__Instructions for the task__
All entries below are to be copied precisely as they appear.

__Information shown__
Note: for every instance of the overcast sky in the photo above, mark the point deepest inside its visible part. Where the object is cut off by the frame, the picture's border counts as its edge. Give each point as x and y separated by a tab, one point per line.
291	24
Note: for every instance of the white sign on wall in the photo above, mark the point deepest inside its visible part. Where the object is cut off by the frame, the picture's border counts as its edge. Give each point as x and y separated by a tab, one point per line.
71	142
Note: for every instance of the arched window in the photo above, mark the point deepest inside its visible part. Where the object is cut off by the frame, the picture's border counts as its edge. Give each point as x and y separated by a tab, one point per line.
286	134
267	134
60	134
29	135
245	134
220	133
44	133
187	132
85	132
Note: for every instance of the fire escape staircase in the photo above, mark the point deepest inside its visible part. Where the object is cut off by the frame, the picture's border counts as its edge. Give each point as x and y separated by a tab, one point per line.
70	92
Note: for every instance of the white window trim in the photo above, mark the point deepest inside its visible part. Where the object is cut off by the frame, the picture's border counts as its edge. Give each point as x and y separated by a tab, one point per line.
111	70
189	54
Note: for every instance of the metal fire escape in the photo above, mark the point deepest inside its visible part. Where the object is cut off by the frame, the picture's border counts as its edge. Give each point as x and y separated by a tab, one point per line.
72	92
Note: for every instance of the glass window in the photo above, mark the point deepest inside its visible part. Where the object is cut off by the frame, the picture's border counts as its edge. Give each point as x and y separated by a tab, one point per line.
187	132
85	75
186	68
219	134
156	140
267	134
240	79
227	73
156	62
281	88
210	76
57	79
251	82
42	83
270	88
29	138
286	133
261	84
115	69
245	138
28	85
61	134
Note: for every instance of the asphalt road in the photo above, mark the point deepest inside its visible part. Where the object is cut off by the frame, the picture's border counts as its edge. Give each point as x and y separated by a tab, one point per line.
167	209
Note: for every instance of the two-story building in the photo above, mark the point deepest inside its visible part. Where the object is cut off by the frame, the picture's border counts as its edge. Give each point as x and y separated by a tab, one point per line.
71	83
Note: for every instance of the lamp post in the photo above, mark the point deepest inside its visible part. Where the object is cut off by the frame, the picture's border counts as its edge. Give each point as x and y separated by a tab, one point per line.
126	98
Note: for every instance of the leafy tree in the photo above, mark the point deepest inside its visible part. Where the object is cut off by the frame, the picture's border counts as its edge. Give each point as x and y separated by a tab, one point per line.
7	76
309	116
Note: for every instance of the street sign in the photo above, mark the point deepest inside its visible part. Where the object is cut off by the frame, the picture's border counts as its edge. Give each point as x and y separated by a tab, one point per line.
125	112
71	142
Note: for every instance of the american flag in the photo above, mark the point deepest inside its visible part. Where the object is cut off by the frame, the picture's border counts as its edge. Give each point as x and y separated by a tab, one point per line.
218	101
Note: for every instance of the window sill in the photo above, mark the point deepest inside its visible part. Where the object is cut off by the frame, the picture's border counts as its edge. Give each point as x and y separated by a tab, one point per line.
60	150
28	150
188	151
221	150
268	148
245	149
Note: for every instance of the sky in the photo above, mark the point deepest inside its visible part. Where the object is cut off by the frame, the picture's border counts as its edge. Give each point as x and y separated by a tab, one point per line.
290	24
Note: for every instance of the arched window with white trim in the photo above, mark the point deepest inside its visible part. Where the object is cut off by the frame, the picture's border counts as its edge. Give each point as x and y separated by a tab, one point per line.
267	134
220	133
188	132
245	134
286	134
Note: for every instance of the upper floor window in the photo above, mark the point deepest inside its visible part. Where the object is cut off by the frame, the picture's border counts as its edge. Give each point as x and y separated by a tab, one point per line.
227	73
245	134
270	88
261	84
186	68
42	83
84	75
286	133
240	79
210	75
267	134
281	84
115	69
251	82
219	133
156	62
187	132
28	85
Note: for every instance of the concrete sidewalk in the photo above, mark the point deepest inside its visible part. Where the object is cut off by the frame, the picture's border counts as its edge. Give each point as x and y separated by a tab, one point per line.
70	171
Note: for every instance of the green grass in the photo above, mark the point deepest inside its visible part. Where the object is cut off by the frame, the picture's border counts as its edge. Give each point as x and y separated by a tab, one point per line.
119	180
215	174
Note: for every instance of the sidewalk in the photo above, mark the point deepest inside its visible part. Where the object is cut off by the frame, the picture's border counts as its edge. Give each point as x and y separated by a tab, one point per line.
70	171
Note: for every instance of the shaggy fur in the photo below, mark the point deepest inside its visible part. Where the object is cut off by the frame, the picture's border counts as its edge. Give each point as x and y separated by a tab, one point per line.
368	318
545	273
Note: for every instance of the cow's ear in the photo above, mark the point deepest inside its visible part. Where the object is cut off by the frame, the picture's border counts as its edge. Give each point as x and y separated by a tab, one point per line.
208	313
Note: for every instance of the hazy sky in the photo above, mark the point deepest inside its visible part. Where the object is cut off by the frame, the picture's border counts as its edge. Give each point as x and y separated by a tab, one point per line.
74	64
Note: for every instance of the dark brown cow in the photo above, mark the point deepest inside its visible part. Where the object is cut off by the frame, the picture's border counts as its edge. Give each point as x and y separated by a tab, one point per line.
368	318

__Response below__
Note: for every instance of the overcast sky in the photo above, mark the point deepest inside its visible part. Where the object is cut off by the frame, the picture's border counts as its edge. Give each point as x and y separated by a tab, one point per line.
291	24
Note: for every instance of the white sign on wall in the photo above, mark the point deepest inside its visible part. Where the object is cut off by the frame, the picture's border counts as its edge. Give each point as x and y separated by a tab, one point per line.
71	142
Note: for every instance of the arched window in the photo above, mark the point deepest inside its visible part. Where the object is cut off by the frame, the picture's border counts as its edge. Give each point as x and y separated by a tab, one point per line.
286	134
267	134
60	134
29	135
245	134
220	133
44	133
187	132
85	132
Note: for every instance of the fire escape staircase in the photo above, mark the point deepest inside its visible part. Where the object is cut off by the frame, the picture's border counts as its edge. Give each point as x and y separated by a tab, one point per line.
70	92
Note: for every instance of the white window trim in the photo above, mark the point deepest inside its visible part. Where the object is cut off by the frame, the picture's border counts as its edge. Give each point as x and y separated by a tab, one point per line.
111	70
189	54
Note: for every instance of the metal fire escape in the photo above, mark the point deepest inside its visible part. Where the object is cut off by the frame, the picture's border counts as its edge. Give each point as x and y separated by a tab, one point per line.
72	92
Note: for every instance of the glass window in the photo above, mark the point deepest inside its visible part. Where the object is cut off by the frame, the picture's border counts as its edge. Give each point as x and y separated by a tab, one point per line.
187	132
85	75
186	68
219	134
156	140
267	134
240	79
227	73
156	62
281	88
210	76
57	79
251	82
42	83
270	88
29	138
286	133
261	84
115	69
245	138
28	85
61	134
Note: for every instance of the asphalt road in the photo above, mark the point deepest inside its visible part. Where the object is cut off by the frame, the picture's border counts as its edge. Give each point as x and y separated by a tab, one point per line.
167	209
Note: for every instance of the two-story building in the photo above, mark the point deepest inside its visible part. Where the object is cut off by the frame, the picture's border counts as its edge. Give each point as x and y separated by a tab, one point per line.
71	83
Note: for every instance of the lamp post in the photo above, mark the point deepest inside its visible part. Where the object is cut off by the frame, the picture's border counts as its edge. Give each point as x and y separated by a tab, one point per line.
126	98
Note: for every instance of the leafy tree in the photo above, mark the point deepest inside its visible part. Where the object is cut off by the frame, the picture's border counts as its edge. Give each point as x and y separated by a tab, one point per line.
7	76
309	116
Note: for every instance of the street sign in the photo above, mark the point deepest inside its visible part. Where the object is cut off by the frame, the picture's border counts as its edge. Give each point as x and y separated by a tab, one point per line.
125	112
71	142
Note: for every instance of the american flag in the photo above, mark the point deepest inside its visible part. Where the object is cut off by the frame, the picture's border counts as its edge. Give each point as x and y separated by a tab, one point per line.
218	101
Note: for every instance of the window sill in the photo above, mark the point deepest inside its visible part. Where the object is cut off by the frame, the picture's border counts as its edge. Give each point as x and y separated by a tab, one point per line.
60	150
28	150
188	151
221	150
268	148
245	149
Note: for every instance of the sky in the photo above, mark the point deepest inside its visible part. Where the object is cut off by the frame, the picture's border counts as its edge. Give each point as x and y separated by a tab, one point per line.
290	24
Note: for every instance of the arched window with white trim in the photo above, mark the point deepest inside its visible part. Where the object is cut off by the frame, the picture's border counts as its edge. Give each point as x and y separated by a tab, one point per line.
267	134
220	133
188	132
245	134
286	134
Note: for every instance of the upper floor window in the photo above, mark the point deepest inside its visible part. Where the object is cut off by the frame, the picture's border counts as its edge. Give each point as x and y separated by a tab, one point per line.
227	73
245	134
270	88
261	84
186	68
42	83
84	75
286	133
240	79
210	75
267	134
281	84
115	69
251	82
219	133
156	62
187	132
28	85
Note: for every instance of the concrete sidewalk in the photo above, mark the point deepest inside its visible part. Where the object is cut off by the frame, the picture's border counts as its edge. Give each point as x and y separated by a tab, one point per line.
70	171
Note: for every instance of the green grass in the photo above, mark the point deepest inside its visible part. Where the object is cut off by the frame, the picture's border counts as its edge. Give each point as x and y separated by a tab, one point per line.
119	180
215	174
Note: for every instance of the sidewalk in the photo above, mark the point deepest inside its visible part. Where the object is cut off by the frame, the picture's border counts as its edge. Give each point as x and y separated by a tab, one point per line.
70	171
Note: for every instance of the shaggy fur in the photo below, mark the point deepest inside its visible part. Where the object is cut off by the frame, the picture's border counts as its edge. Give each point as x and y separated by a tab, one point per line.
368	318
545	273
Note: for every instance of the cow's ear in the photo above, mark the point deepest inside its visible part. Where the object is cut off by the frame, the picture's border counts as its edge. Give each point as x and y separated by a tab, one point per line.
208	313
Note: for every instance of the hazy sky in the photo above, mark the point deepest inside its visible part. Where the object is cut off by the frame, the picture's border counts as its edge. Give each point as x and y separated by a tab, one point per line.
74	64
Note: for every instance of the dark brown cow in the photo above, mark the point deepest inside its visible part. Where the object is cut off by the frame, the picture's border counts as its edge. Give each point as x and y separated by a tab, one point per line.
368	318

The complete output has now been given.